### MATERIAL FOR THE TASK
>>>

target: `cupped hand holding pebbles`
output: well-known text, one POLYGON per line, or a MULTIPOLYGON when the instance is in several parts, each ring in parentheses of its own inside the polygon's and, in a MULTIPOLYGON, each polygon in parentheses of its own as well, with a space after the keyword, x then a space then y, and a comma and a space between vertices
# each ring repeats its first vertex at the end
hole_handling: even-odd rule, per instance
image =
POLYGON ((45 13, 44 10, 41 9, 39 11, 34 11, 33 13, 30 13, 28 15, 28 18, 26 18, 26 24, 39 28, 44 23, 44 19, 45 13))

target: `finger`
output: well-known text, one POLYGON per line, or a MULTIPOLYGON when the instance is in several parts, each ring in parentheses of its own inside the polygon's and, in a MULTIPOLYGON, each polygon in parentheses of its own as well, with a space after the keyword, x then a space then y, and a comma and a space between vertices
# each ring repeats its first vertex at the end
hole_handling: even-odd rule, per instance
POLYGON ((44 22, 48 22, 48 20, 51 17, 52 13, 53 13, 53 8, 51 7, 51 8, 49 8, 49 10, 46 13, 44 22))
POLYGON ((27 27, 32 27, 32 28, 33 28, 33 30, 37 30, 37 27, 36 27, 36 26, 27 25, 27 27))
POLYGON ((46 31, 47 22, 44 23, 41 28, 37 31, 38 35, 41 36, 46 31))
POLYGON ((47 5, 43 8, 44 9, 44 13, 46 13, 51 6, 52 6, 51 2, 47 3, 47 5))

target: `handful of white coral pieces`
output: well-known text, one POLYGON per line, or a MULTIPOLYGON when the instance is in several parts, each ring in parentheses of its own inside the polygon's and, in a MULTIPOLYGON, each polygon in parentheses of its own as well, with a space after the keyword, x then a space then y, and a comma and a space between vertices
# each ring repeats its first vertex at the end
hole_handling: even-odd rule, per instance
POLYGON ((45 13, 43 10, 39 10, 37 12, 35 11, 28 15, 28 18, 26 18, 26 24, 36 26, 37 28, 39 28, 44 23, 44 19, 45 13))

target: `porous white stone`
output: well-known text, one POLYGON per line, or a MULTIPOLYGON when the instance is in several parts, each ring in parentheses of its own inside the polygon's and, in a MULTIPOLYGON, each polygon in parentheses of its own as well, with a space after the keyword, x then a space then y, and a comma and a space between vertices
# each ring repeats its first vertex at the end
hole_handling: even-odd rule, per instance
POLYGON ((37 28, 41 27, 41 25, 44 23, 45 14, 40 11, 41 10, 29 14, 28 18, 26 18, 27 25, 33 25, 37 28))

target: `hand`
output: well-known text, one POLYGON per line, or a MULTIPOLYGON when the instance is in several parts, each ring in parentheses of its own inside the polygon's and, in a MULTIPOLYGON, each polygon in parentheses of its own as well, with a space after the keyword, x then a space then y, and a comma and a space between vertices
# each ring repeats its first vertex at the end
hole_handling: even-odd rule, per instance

<<<

### WHAT IS ASKED
Print all of the material above again, line for line and without a single change.

### OUTPUT OF THE TASK
target: `cupped hand holding pebbles`
output: well-known text, one POLYGON per line, or a MULTIPOLYGON when the instance is in several parts, each ring in parentheses of its own inside the polygon's and, in a MULTIPOLYGON, each polygon in parentheses of its own as well, with a space after the keyword, x then a space then y, and a comma and a space between vertices
# each ring repeats its first vertex at the end
hole_handling: even-odd rule, per instance
image =
POLYGON ((45 13, 44 10, 41 9, 39 11, 34 11, 33 13, 30 13, 28 15, 28 18, 26 18, 26 24, 39 28, 44 23, 44 19, 45 13))

target: `finger`
output: well-known text, one POLYGON per line, or a MULTIPOLYGON when the instance is in several parts, each ring in parentheses of its own inside the polygon's and, in a MULTIPOLYGON, each polygon in parentheses of its own as well, with a space after the keyword, x then a space then y, and a comma and a space between vertices
# each ring repeats its first vertex at the end
hole_handling: even-odd rule, per instance
POLYGON ((44 22, 48 22, 48 20, 51 17, 52 13, 53 13, 53 8, 51 7, 51 8, 49 8, 49 10, 46 13, 44 22))
POLYGON ((27 27, 32 27, 32 28, 33 28, 33 30, 37 30, 37 27, 36 27, 36 26, 27 25, 27 27))
POLYGON ((46 31, 47 22, 44 23, 41 28, 37 31, 38 35, 41 36, 46 31))
POLYGON ((47 5, 43 8, 44 9, 44 13, 46 13, 51 6, 52 6, 51 2, 47 3, 47 5))

target: `handful of white coral pieces`
output: well-known text, one POLYGON per line, or a MULTIPOLYGON when the instance is in several parts, each ring in parentheses of its own inside the polygon's and, in a MULTIPOLYGON, each polygon in parentheses of its own as well, with a space after the keyword, x then a space then y, and a comma and a space between vertices
# each ring repeats its first vertex at the end
hole_handling: even-odd rule, per instance
POLYGON ((45 13, 43 10, 39 10, 37 12, 35 11, 28 15, 28 18, 26 18, 26 24, 36 26, 37 28, 39 28, 44 23, 44 19, 45 13))

target: `porous white stone`
output: well-known text, one POLYGON per line, or a MULTIPOLYGON when the instance is in several parts, each ring in parentheses of its own inside the polygon's and, in a MULTIPOLYGON, each polygon in parentheses of its own as well, with a space after the keyword, x then a space then y, and a comma and a space between vertices
# each ring repeats its first vertex at the end
hole_handling: even-odd rule, per instance
POLYGON ((37 28, 41 27, 41 25, 44 23, 45 14, 40 11, 41 10, 29 14, 28 18, 26 18, 27 25, 33 25, 37 28))

target: `hand`
output: well-known text, one POLYGON per line, or a MULTIPOLYGON when the instance is in several parts, each ring in parentheses of its own inside the polygon's and, in a MULTIPOLYGON, each polygon in parentheses of its own as well, with a space after the keyword, x then a space then y, and a comma and a space between vertices
# each ring repeats its first vertex at the end
hole_handling: even-odd rule, per instance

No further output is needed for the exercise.